◆ Problem set:
**A.** According to the Western Lakes Activities Association article, which two schools joined the WLAA from the Suburban Eight League?
**B.** Repeat the Western Lakes Activities Association article between "The WLAA was" and "closing in 1983.", inclusive.
**C.** Carry on the Western Lakes Activities Association article, starting after its last sentence.

◆ Passage provided:
= Western Lakes Activities Association =

Athletic conference

The Western Lakes Activities Association was an athletic conference for high schools located in western Wayne and southern Oakland Counties in Michigan from 1982 through 2007. The twelve schools of the WLAA merged with the Kensington Valley Conference, schools from the Oakland Activities Association, and newly opening schools to form the Kensington Lakes Activities Association in 2008.

==History==

The WLAA was formed in 1982 from the merger of the Western Six Activities Association and the Inter-Lakes League, with two schools from the Suburban Eight League. The Western Six had lost Waterford Mott to the Greater Oakland Activities Association after 1980, while the Inter-Lakes League lost White Lake Lakeland to the Kensington Valley Conference, and Pontiac Northern did not field a team for 1981, leaving the ILL with four teams. Livonia Bentley and Plymouth-Salem came from the Suburban Eight to align themselves with more local rivals, including Livonia Churchill, Livonia Stevenson, and Plymouth-Canton. The extant school from the ILL, Waterford High School, joined Waterford Mott in the Greater Oakland conference before closing in 1983.

◆ Data records:
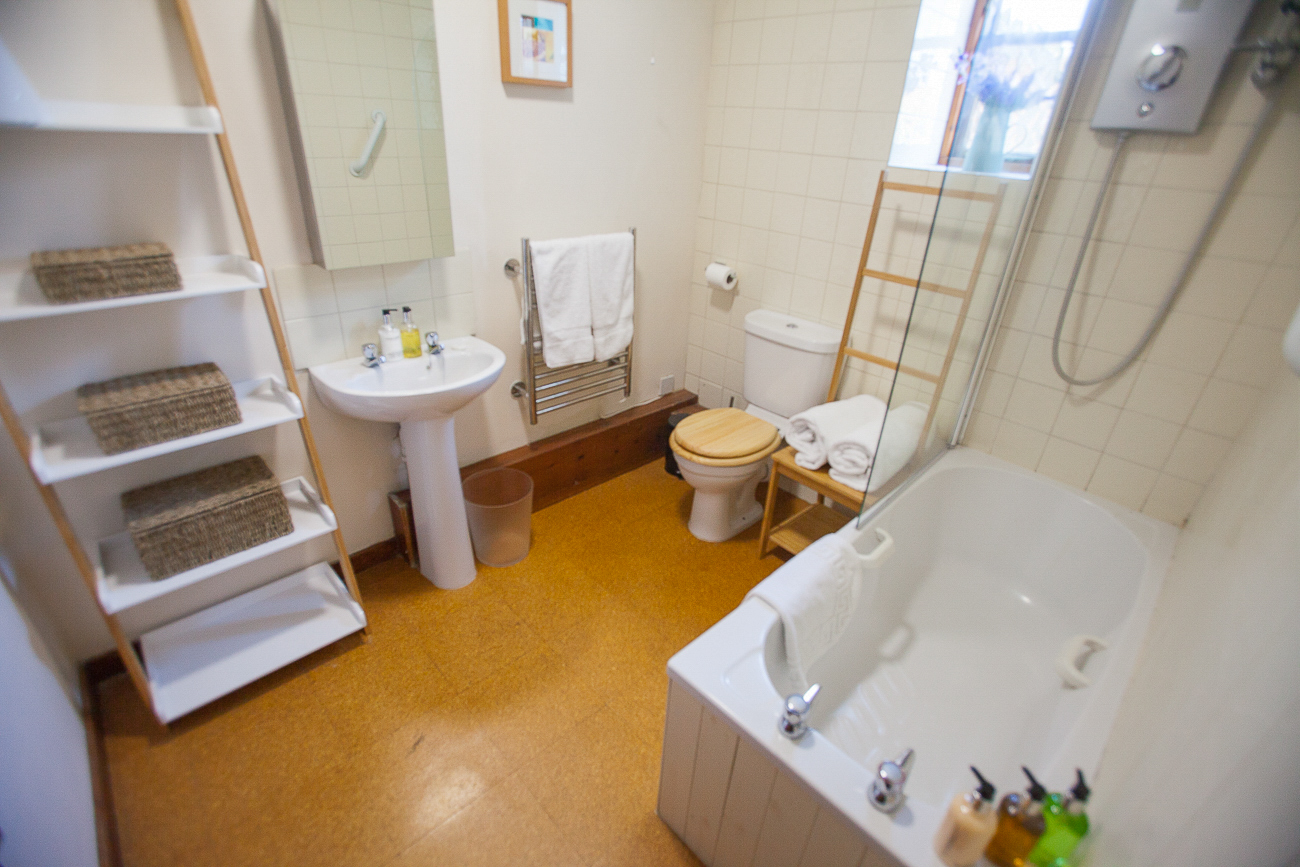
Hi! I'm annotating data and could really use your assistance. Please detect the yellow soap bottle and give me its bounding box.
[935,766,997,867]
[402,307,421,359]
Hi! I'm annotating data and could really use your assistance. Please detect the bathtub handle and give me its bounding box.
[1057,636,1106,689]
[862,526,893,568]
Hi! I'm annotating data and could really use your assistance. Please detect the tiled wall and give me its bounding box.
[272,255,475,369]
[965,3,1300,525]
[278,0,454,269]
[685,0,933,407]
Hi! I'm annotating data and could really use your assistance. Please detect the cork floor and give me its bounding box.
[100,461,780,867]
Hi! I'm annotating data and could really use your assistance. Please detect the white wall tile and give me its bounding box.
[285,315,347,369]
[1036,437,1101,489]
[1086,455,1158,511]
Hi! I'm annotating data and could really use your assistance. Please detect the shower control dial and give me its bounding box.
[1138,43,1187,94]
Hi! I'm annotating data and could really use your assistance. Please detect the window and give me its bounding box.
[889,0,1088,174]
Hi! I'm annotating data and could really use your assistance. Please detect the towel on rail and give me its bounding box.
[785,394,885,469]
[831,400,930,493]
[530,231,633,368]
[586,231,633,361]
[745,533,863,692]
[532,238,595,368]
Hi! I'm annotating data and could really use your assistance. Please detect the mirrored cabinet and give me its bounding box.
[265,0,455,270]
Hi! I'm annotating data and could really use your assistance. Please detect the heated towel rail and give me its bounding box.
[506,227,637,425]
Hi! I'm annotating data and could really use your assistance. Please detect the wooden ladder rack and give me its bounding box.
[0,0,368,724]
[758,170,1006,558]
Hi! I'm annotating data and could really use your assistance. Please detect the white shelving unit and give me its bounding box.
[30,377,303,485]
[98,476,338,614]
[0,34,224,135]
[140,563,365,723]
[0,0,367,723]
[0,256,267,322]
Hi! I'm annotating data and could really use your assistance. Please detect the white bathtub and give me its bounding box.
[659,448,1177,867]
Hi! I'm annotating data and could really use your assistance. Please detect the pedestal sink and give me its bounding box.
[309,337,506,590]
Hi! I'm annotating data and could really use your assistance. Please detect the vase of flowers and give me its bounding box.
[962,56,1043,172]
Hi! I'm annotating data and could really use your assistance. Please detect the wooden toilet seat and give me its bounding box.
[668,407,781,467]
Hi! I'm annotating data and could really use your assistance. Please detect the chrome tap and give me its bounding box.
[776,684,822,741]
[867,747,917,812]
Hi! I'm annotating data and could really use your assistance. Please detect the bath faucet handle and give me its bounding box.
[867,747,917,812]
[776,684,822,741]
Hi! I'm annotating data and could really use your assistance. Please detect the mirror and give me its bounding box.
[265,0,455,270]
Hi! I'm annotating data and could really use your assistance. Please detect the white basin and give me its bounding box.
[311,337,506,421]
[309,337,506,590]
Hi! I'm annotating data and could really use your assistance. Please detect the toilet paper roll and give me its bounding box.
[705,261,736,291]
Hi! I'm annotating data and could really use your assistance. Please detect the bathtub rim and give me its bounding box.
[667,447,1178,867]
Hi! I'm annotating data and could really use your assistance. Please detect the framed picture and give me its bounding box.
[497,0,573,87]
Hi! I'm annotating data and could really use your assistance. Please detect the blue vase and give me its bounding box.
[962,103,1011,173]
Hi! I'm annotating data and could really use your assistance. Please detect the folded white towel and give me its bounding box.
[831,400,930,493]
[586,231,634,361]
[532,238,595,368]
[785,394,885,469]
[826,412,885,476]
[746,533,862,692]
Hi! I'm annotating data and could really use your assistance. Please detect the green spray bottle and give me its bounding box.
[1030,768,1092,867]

◆ Response list:
**A.** Livonia Bentley and Plymouth-Salem

**B.**
The WLAA was formed in 1982 from the merger of the Western Six Activities Association and the Inter-Lakes League, with two schools from the Suburban Eight League. The Western Six had lost Waterford Mott to the Greater Oakland Activities Association after 1980, while the Inter-Lakes League lost White Lake Lakeland to the Kensington Valley Conference, and Pontiac Northern did not field a team for 1981, leaving the ILL with four teams. Livonia Bentley and Plymouth-Salem came from the Suburban Eight to align themselves with more local rivals, including Livonia Churchill, Livonia Stevenson, and Plymouth-Canton. The extant school from the ILL, Waterford High School, joined Waterford Mott in the Greater Oakland conference before closing in 1983.

**C.**
The initial roster of 10 schools was divided into two divisions, the Western and Lakes Divisions, and remained the same until 1985, when Livonia Bentley closed, and three schools joined from the Northwest Suburban League. The 1985 alignment remained the same through the 2001-02 school year.

In 2002, Farmington, North Farmington, and Harrison left for the Oakland Activities Association, and Wayne Memorial joined. In 2004, Walled Lake Northern and Plymouth joined the conference, bringing the WLAA to 12 teams for the remainder of its existence.

==Divisional Alignments==
===1982-1984===
Western Division
- Farmington Harrison Hawks (from Western Six)
- Livonia Churchill Chargers (from Western Six)
- Northville Mustangs (from Western Six)
- Plymouth-Canton Chiefs (from Western Six)
- Walled Lake Western Warriors (from Western Six)

Lakes Division
- Farmington Falcons (from Inter-Lakes)
- Livonia Bentley Bulldogs (from Suburban Eight)
- Livonia Stevenson Spartans (from Inter-Lakes)
- Plymouth-Salem Rocks (from Suburban Eight)
- Walled Lake Central Vikings (from Inter-Lakes)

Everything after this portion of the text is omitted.